Written instruction:
Write out everything from "Technology Comparison: Mass" down to "effect on liquids." in the text on mass flow versus volumetric flow, keeping every word unchanged.

Document text:
"""
Technology Comparison: Mass Flow vs. Volumetric Flow

To avoid confusion when discussing flow or flow rate, it is important that the correct terms are used and that the concepts of flow rate, volume flow rate and mass flow rate are clearly understood. In general Flow Rate can be understood as the actual velocity (V) of the moving fluid, whereas Volumetric Flow Rate (Q) is expressed in units such as cubic feet, actual cubic feet, cubic meters, liters, cubic centimeters, etc., flowing through a cross sectional area (A) such as a pipe or duct. The formula Q = V x A represents Volumetric Flow Rate. Conversely Mass Flow Rate (M) shall be defined as the quantity of fluid delivered in pounds or grams (d) per unit time. The formula M = ρ x A x V represents Mass Flow Rate. Density (ρ) has a great effect on compressible fluids such as gasses, whereas it has a minor effect on liquids.

Airflow Measurement Methods

Most flow meters are volumetric and infer mass flow through calculations derived by taking other physical process measurements such as absolute pressure, differential pressure, temperature and viscosity readings. Because of this method of obtaining a mass flow output they are known as inferential mass flow meters as opposed to direct mass flow measurement.
"""
Entries provided:
"""
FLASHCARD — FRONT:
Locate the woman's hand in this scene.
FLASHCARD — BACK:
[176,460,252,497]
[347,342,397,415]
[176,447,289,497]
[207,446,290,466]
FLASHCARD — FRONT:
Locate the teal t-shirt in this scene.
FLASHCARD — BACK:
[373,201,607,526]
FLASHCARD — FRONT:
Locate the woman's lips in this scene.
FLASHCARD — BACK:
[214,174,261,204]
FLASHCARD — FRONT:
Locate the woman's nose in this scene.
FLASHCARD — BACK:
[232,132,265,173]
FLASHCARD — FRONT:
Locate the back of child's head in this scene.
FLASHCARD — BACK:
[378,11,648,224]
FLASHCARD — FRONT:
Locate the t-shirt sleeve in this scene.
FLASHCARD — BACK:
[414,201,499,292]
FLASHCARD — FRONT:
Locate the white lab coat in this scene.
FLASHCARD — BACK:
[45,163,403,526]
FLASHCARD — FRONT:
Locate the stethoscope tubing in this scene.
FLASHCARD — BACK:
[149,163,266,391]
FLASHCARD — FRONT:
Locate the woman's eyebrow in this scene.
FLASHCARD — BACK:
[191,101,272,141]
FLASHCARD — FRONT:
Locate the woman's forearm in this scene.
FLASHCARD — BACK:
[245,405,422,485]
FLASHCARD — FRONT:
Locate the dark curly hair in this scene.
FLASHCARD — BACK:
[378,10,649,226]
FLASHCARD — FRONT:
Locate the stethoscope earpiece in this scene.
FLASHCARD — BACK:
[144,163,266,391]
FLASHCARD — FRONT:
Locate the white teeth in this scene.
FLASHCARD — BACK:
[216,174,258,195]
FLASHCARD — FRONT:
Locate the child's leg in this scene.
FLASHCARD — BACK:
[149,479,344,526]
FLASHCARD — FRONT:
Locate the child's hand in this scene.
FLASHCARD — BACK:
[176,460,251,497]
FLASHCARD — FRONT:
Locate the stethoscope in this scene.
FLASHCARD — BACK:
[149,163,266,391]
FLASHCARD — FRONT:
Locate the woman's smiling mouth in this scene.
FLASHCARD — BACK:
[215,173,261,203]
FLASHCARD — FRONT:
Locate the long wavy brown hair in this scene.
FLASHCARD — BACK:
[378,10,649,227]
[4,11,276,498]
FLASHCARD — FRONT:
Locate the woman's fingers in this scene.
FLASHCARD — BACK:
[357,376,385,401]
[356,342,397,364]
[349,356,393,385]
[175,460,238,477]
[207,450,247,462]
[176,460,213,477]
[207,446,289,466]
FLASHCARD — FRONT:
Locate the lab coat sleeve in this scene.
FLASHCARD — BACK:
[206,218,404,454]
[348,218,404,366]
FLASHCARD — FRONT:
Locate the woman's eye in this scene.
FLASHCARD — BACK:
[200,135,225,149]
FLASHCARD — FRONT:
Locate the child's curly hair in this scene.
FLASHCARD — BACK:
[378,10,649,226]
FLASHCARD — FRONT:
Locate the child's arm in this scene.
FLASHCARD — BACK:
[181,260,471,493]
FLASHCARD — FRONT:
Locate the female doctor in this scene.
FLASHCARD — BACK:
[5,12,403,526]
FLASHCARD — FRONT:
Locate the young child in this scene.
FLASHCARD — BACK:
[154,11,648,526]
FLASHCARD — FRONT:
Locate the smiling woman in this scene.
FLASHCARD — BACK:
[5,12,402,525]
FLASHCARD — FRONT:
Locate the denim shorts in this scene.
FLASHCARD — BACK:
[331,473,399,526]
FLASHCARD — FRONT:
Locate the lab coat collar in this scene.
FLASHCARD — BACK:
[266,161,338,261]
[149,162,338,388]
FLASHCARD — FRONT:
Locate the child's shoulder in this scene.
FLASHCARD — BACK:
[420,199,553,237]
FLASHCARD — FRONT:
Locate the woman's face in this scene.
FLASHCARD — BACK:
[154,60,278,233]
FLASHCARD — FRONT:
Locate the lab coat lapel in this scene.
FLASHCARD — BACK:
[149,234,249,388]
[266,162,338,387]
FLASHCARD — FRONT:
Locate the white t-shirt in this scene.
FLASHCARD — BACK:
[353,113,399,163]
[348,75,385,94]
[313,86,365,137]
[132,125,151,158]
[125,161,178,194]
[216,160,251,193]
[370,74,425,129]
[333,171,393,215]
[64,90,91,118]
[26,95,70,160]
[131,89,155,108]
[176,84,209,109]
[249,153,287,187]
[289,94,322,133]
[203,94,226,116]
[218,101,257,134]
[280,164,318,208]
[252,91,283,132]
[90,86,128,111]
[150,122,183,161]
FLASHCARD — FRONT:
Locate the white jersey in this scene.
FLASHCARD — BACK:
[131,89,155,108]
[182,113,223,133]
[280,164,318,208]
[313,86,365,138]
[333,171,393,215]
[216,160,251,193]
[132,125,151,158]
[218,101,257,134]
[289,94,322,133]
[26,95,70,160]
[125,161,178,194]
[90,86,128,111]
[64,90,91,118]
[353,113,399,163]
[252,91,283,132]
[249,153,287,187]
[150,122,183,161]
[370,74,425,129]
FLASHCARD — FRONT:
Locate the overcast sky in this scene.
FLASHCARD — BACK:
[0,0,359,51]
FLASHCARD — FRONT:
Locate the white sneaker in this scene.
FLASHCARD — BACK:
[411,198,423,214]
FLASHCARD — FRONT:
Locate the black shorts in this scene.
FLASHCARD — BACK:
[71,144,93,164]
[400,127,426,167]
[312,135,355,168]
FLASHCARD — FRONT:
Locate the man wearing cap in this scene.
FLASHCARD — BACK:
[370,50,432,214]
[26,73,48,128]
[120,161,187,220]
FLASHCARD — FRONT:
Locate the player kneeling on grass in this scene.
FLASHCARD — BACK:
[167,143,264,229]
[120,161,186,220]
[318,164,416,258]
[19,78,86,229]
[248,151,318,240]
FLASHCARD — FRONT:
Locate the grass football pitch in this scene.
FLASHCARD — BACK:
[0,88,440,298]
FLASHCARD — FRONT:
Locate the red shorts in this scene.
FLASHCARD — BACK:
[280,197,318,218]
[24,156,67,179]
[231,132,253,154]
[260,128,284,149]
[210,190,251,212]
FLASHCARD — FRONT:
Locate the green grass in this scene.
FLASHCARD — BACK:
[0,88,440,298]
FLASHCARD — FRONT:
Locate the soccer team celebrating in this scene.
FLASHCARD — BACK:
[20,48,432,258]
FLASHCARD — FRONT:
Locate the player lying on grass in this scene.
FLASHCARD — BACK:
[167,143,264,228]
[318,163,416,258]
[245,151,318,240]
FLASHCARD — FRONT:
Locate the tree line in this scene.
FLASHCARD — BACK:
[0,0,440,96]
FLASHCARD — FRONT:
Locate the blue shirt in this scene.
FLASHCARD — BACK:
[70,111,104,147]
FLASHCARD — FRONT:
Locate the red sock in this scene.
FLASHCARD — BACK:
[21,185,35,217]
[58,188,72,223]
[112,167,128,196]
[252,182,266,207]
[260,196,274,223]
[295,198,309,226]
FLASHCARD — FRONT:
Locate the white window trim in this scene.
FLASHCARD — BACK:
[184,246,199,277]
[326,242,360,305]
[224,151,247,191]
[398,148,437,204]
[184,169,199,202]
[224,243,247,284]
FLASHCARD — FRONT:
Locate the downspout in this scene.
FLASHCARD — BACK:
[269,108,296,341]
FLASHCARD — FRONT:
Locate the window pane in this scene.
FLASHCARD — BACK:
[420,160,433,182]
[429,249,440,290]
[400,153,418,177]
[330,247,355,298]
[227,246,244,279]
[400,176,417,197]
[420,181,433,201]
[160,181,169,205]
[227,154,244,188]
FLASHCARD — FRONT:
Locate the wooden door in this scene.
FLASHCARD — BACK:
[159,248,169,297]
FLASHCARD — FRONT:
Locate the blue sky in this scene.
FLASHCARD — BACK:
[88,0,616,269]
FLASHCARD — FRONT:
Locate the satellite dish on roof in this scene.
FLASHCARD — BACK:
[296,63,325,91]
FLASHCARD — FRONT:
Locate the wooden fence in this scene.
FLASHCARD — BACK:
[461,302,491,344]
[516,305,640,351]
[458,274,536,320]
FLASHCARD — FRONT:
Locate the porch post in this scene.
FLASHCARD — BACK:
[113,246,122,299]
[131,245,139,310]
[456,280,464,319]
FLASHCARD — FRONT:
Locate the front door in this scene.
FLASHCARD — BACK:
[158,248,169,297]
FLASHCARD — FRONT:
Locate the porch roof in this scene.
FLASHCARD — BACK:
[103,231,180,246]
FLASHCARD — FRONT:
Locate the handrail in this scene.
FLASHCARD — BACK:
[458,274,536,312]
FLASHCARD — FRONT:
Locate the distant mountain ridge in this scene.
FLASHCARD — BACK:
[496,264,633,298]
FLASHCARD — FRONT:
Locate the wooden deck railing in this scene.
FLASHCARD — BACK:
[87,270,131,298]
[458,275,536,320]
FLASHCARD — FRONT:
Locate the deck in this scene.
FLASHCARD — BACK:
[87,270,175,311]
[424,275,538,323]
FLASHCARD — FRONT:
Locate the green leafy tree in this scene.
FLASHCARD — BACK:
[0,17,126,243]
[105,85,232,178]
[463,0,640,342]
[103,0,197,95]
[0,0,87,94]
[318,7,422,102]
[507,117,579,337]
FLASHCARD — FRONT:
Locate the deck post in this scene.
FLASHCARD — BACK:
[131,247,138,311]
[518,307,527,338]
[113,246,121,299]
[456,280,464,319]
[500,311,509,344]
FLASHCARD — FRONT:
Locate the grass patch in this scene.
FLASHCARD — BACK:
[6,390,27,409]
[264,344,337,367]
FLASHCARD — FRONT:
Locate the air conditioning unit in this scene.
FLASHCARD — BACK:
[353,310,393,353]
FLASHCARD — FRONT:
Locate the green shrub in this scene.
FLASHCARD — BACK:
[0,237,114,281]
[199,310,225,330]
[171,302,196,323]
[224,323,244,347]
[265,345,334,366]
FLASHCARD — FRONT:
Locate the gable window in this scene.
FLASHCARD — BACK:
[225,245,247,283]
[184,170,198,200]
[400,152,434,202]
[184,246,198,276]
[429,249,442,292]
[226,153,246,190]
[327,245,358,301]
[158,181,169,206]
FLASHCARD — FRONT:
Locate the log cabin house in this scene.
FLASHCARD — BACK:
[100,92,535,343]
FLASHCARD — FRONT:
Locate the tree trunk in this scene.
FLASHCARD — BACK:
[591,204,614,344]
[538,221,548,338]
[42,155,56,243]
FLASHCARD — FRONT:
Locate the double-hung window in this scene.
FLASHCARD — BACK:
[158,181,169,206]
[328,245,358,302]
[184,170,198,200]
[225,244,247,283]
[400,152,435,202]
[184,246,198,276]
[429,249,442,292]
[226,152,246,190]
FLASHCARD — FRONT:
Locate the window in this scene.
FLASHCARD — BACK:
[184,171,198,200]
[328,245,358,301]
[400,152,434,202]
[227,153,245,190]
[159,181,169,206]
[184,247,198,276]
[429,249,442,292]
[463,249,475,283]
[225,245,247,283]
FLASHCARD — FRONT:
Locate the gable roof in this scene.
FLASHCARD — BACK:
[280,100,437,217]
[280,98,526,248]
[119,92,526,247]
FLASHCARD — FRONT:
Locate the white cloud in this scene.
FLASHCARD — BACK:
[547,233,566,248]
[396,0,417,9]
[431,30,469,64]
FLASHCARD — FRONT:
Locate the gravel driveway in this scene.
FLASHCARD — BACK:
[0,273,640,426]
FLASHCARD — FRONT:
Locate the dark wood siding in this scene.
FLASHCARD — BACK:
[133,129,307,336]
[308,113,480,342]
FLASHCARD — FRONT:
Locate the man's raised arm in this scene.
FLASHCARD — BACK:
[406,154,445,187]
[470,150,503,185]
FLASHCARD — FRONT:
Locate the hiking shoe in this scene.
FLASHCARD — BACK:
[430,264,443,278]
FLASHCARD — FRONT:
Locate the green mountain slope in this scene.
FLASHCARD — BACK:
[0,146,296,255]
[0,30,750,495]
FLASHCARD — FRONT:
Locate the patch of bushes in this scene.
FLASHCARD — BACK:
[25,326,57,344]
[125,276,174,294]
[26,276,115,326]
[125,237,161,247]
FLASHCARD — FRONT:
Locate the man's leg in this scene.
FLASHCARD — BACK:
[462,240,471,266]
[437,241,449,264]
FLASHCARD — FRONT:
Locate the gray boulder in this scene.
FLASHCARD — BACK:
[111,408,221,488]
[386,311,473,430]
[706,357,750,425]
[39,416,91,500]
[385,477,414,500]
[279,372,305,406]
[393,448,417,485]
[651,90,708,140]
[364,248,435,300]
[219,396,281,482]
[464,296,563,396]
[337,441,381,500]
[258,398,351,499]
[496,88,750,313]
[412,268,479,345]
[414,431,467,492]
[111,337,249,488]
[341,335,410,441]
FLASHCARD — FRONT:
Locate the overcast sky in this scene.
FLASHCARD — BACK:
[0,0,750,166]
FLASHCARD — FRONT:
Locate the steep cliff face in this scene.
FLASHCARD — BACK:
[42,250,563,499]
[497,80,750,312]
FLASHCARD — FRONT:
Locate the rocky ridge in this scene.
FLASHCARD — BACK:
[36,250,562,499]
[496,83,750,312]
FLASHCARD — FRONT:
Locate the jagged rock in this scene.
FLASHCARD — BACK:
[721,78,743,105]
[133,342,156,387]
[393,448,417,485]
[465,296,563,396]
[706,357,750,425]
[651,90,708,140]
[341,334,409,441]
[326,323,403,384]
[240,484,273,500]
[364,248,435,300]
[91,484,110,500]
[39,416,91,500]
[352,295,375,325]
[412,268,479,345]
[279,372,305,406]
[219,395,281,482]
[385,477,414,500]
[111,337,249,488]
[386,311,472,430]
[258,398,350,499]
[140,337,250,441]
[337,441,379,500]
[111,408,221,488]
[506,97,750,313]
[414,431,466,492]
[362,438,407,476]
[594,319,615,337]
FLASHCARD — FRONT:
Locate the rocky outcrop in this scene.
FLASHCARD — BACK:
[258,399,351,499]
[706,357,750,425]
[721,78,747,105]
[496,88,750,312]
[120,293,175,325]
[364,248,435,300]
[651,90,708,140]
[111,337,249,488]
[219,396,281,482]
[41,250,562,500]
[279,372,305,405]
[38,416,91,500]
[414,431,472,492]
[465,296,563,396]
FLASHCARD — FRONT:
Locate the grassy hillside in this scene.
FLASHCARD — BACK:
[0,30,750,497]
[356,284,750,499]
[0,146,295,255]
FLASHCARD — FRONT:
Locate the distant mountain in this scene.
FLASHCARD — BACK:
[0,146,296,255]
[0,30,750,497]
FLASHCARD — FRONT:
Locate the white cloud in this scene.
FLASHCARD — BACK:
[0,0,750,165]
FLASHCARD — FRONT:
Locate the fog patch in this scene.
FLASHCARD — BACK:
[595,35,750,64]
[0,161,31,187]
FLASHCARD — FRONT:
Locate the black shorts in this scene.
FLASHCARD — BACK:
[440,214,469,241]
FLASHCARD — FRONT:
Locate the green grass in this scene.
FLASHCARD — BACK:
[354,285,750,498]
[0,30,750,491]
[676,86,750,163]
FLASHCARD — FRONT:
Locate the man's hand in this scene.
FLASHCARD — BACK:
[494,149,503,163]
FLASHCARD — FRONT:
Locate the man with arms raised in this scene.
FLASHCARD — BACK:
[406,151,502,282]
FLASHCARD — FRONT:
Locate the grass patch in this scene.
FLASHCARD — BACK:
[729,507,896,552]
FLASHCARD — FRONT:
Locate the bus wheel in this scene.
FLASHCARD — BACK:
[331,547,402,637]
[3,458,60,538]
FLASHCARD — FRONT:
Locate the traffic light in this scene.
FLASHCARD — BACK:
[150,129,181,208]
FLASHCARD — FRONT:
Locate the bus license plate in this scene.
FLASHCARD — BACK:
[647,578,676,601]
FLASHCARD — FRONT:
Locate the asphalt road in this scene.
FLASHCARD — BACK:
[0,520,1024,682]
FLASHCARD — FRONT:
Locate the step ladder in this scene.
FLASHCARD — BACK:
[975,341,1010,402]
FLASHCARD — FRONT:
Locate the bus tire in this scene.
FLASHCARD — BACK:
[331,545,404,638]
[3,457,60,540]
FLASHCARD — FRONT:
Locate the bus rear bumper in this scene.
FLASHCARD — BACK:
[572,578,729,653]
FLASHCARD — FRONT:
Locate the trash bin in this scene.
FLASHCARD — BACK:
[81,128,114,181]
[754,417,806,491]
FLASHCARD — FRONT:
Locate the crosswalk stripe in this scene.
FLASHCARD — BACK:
"""
The output:
Technology Comparison: Mass Flow vs. Volumetric Flow

To avoid confusion when discussing flow or flow rate, it is important that the correct terms are used and that the concepts of flow rate, volume flow rate and mass flow rate are clearly understood. In general Flow Rate can be understood as the actual velocity (V) of the moving fluid, whereas Volumetric Flow Rate (Q) is expressed in units such as cubic feet, actual cubic feet, cubic meters, liters, cubic centimeters, etc., flowing through a cross sectional area (A) such as a pipe or duct. The formula Q = V x A represents Volumetric Flow Rate. Conversely Mass Flow Rate (M) shall be defined as the quantity of fluid delivered in pounds or grams (d) per unit time. The formula M = ρ x A x V represents Mass Flow Rate. Density (ρ) has a great effect on compressible fluids such as gasses, whereas it has a minor effect on liquids.